Work required: With no edits of any kind, print each record that follows.

(Point-per-instance localization data)

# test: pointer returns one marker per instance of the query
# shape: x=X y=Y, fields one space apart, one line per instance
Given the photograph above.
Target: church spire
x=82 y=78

Reply:
# test: pointer returns one marker per instance of the query
# shape: x=X y=Y, fields one space apart, one line per instance
Given the photograph above.
Target: church spire
x=82 y=78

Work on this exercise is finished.